Work instructions: When you reach the line containing "the swimming pool." in the entries below, start writing out each line exactly, and stop after the line containing "the roof ridge.".

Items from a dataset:

>>>

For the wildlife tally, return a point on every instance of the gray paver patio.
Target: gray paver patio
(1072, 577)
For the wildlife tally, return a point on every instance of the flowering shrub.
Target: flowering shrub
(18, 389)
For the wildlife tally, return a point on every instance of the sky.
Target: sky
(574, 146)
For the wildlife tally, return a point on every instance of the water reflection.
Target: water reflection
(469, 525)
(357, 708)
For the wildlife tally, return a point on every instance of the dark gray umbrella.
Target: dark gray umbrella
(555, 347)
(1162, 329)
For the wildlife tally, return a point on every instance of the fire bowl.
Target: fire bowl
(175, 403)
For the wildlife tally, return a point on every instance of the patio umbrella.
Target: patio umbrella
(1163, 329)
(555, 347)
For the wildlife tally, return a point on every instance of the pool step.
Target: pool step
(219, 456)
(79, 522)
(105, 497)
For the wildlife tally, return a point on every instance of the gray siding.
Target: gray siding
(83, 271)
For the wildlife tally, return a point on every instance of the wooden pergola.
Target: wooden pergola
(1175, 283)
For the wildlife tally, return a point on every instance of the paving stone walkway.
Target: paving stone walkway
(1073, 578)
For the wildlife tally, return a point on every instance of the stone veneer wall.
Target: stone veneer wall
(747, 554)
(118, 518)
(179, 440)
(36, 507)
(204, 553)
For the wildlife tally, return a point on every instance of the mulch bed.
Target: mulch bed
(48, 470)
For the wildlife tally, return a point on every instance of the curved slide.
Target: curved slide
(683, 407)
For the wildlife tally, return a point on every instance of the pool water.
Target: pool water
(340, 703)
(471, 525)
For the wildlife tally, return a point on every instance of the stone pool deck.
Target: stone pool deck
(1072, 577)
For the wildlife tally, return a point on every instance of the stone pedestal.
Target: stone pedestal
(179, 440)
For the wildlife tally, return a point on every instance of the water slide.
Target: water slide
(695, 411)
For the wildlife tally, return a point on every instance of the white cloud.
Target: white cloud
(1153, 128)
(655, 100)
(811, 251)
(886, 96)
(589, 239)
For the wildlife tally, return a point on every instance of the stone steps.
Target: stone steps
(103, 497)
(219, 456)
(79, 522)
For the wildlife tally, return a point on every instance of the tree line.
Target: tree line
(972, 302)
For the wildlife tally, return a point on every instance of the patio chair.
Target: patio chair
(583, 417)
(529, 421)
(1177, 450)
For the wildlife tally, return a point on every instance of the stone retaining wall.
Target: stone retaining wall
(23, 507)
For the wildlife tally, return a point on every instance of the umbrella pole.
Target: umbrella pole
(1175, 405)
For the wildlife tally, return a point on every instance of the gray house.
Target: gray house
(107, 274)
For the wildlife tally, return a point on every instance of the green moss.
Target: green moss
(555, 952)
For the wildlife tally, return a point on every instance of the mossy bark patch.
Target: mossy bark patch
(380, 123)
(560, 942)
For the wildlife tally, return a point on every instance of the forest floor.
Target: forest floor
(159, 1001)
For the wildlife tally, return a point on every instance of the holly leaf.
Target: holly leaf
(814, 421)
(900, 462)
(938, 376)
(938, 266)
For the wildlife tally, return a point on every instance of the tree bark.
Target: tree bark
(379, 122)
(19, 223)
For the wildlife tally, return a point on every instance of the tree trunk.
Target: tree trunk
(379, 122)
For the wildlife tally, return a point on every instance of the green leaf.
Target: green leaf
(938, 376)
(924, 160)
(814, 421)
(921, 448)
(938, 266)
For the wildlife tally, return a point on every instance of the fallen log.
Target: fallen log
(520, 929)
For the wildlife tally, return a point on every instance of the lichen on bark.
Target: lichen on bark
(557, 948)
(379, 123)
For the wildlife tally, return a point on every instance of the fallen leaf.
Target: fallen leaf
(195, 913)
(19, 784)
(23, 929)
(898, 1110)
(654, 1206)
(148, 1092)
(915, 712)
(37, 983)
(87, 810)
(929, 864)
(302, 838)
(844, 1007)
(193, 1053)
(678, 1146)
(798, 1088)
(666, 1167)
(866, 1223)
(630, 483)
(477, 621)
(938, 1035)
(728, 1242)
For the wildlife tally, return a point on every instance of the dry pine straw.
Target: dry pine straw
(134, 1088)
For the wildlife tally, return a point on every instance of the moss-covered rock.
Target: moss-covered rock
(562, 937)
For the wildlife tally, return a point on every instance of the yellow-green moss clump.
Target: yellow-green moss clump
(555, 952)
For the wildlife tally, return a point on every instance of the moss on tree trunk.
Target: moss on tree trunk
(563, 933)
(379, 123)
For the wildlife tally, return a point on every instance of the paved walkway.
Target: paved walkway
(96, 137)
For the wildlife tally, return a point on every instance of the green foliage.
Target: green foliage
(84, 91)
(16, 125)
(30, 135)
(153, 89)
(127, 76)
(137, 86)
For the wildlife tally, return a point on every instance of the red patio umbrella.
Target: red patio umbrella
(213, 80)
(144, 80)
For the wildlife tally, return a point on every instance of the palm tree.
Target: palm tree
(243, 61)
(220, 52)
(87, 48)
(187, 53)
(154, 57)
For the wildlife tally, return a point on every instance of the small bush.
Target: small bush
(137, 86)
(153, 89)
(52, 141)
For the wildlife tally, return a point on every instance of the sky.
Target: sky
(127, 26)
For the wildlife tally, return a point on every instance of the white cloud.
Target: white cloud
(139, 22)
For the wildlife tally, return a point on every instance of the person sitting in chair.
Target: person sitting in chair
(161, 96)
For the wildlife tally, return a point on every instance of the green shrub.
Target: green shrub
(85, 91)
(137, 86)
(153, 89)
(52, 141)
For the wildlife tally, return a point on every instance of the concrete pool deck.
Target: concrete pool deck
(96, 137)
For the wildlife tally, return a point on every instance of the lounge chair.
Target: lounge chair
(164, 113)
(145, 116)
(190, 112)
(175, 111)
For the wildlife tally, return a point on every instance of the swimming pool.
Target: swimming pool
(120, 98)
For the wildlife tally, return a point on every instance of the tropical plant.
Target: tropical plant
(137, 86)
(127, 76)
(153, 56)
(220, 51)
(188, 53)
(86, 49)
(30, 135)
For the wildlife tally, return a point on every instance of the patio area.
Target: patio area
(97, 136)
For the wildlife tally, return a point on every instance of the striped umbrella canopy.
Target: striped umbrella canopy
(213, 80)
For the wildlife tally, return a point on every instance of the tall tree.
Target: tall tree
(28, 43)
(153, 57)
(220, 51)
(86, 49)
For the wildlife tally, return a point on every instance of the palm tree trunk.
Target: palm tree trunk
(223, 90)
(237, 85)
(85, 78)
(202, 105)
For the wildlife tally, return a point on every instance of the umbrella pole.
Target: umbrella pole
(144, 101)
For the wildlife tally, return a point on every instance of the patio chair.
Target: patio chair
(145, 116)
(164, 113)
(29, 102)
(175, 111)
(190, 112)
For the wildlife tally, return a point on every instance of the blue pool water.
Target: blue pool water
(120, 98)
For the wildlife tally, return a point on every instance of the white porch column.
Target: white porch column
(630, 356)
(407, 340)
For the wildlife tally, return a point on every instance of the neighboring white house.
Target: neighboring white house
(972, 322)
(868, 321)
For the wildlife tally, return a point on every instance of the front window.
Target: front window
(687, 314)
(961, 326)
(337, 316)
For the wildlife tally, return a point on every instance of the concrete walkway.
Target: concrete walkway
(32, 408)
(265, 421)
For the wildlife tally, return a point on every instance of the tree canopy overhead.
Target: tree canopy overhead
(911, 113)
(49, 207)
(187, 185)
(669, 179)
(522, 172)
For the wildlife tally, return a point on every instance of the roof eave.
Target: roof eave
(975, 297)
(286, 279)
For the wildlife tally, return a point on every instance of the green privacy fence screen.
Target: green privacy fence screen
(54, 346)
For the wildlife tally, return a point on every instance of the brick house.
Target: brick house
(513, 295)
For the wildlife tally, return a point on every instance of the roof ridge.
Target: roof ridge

<<<

Exercise response:
For the wildlife tally, return a point on every instance of the swimming pool.
Target: swimming pool
(120, 98)
For the wildlife tally, return a point on every instance of the tropical plant.
Target: tropical plant
(137, 86)
(127, 76)
(153, 56)
(220, 51)
(188, 53)
(86, 49)
(30, 135)
For the wildlife tally, return a point on every instance of the patio area.
Target: patio area
(97, 136)
For the wildlife tally, return a point on every instance of the striped umbrella canopy.
Target: striped umbrella canopy
(213, 80)
For the wildlife tally, return a point on every instance of the tall tree.
Target: tall tree
(28, 43)
(153, 57)
(220, 51)
(86, 49)
For the wildlife tally, return a point on every instance of the palm tree trunk.
Target: palm tree trunk
(223, 90)
(237, 85)
(85, 78)
(202, 105)
For the wildlife tally, return a point on every instance of the umbrella pole.
Target: umbrella pole
(144, 101)
For the wildlife tally, return a point on every instance of the patio chair.
Target: patio chair
(145, 116)
(164, 113)
(29, 102)
(175, 111)
(190, 112)
For the wildlife tally, return a point on every instance of the blue pool water.
Target: blue pool water
(120, 98)
For the wildlife tally, return a point on every instance of the white porch column.
Target: white porch column
(630, 356)
(407, 340)
For the wildlife tally, return a point on every instance of the neighboring white house.
Target: neighboring white house
(972, 322)
(868, 321)
For the wildlife tally, return a point on every instance of the front window.
Target: front window
(687, 314)
(961, 326)
(337, 316)
For the wildlife tally, return a point on every instance of the concrete walkway.
Target: concrete walkway
(32, 408)
(265, 421)
For the wildlife tally, return a point on every instance of the tree canopy overhead.
Target: tree canopy overhead
(911, 113)
(49, 207)
(187, 185)
(669, 179)
(522, 172)
For the wildlife tally, return a point on every instance of the roof eave.
Target: roof eave
(975, 297)
(286, 279)
For the wildlife tally, return a point on every instance of the green privacy fence screen.
Target: green privacy fence screen
(54, 346)
For the wildlife tally, return a point on every instance of the brick house.
Target: brick house
(513, 295)
For the wildlife tally, return a point on every instance of the roof ridge.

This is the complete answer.